▶ **Records shown**:
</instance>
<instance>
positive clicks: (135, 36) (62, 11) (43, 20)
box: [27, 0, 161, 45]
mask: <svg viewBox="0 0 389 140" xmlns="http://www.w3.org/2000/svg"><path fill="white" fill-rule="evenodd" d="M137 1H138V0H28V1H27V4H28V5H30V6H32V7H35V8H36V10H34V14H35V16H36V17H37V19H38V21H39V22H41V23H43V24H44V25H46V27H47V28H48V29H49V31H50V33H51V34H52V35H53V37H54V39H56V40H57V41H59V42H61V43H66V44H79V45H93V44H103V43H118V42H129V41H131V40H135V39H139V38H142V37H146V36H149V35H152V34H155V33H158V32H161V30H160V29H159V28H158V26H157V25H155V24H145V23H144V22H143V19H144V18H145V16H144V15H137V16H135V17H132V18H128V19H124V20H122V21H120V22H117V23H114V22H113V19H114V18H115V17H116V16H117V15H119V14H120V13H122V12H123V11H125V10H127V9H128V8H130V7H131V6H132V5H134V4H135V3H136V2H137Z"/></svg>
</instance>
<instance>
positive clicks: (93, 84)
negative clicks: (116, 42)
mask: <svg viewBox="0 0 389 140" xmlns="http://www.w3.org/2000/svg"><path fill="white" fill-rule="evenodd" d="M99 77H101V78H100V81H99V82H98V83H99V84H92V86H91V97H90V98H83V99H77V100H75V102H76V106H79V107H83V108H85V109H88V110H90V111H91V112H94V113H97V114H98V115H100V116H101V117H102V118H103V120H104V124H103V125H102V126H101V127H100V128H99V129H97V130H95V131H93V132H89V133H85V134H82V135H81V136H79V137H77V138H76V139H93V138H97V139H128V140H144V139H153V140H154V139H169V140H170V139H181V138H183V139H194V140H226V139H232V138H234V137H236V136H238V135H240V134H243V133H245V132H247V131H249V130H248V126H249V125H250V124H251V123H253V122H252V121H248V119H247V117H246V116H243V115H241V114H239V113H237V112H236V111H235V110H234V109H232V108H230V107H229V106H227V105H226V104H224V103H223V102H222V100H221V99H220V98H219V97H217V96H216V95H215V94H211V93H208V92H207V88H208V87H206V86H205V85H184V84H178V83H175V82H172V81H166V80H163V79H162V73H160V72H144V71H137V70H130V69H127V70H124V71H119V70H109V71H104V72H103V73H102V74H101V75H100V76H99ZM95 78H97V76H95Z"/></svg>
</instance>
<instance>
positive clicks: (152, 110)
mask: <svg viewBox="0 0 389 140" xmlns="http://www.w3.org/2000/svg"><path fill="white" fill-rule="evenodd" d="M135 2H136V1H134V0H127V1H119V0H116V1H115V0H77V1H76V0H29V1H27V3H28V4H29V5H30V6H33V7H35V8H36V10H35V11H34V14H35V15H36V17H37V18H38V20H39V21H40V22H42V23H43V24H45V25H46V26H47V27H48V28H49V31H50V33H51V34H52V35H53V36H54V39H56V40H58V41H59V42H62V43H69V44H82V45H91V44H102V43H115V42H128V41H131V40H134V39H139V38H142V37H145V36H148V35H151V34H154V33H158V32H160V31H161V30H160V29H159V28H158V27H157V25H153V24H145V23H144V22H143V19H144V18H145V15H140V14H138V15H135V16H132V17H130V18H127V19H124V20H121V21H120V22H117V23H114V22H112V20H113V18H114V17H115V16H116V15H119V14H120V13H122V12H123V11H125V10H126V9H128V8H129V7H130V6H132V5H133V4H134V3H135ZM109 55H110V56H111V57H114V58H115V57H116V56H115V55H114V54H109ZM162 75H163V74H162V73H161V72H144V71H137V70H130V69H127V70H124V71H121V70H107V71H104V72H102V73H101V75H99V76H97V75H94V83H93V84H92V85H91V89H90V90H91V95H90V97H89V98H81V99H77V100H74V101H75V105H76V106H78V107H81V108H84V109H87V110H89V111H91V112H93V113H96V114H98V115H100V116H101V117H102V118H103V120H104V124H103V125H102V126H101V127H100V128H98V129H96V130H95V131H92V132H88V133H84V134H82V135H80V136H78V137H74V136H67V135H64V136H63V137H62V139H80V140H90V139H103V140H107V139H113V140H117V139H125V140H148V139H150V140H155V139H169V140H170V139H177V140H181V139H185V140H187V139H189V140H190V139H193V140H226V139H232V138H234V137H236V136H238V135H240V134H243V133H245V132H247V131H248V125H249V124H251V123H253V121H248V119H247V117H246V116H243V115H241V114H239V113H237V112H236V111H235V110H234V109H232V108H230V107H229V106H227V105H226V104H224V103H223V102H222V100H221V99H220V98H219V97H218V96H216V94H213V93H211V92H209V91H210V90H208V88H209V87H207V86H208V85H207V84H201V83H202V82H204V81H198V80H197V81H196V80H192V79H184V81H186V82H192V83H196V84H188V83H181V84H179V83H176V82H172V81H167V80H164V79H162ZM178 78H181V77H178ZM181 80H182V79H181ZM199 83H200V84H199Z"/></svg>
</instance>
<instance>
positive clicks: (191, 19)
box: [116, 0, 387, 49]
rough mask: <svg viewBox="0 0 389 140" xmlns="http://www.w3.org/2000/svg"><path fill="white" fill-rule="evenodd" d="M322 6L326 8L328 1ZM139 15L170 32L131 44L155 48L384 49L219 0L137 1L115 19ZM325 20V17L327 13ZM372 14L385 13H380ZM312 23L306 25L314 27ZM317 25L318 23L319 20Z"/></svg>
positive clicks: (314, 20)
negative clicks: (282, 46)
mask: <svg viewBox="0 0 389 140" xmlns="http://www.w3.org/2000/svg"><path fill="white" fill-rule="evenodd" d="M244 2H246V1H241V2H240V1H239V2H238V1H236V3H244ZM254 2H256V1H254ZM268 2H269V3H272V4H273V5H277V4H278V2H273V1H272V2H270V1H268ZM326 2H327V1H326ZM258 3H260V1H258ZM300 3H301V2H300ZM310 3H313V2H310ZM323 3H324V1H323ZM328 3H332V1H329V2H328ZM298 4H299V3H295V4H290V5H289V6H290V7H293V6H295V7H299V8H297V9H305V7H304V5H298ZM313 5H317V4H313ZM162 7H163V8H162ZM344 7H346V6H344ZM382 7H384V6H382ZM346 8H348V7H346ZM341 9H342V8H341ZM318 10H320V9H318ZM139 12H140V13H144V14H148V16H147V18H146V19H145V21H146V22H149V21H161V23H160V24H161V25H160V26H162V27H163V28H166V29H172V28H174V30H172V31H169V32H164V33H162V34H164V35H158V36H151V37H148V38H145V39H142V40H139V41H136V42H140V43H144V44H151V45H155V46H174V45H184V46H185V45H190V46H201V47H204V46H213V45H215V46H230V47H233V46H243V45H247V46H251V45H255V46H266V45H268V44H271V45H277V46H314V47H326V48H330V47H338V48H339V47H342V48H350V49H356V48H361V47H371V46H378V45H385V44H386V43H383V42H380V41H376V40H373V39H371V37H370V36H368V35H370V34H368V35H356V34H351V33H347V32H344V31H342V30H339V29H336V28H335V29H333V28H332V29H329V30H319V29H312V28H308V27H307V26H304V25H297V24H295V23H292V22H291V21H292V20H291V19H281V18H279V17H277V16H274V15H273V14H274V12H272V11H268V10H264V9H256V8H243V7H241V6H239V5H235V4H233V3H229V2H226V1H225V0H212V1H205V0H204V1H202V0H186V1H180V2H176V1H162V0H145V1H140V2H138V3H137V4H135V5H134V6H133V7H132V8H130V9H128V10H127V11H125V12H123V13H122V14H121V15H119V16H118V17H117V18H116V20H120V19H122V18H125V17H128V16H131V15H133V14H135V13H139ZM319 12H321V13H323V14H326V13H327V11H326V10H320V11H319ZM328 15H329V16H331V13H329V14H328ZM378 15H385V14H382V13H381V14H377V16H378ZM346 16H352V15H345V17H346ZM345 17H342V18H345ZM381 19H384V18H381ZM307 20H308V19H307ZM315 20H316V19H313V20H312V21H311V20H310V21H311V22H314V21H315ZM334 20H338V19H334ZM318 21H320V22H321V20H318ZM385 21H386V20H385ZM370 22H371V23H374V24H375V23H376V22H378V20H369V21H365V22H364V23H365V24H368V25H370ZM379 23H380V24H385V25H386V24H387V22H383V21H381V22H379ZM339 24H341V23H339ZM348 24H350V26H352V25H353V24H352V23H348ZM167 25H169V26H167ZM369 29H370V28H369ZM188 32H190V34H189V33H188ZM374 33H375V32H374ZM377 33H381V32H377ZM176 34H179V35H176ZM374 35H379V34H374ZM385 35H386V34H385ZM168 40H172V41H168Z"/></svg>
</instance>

▶ **About this exercise**:
Locate and copy each line in the data above that includes the word "positive".

▶ **Expected answer**:
positive clicks: (135, 36) (62, 11) (43, 20)
positive clicks: (93, 84)
positive clicks: (152, 110)
positive clicks: (191, 19)
positive clicks: (314, 20)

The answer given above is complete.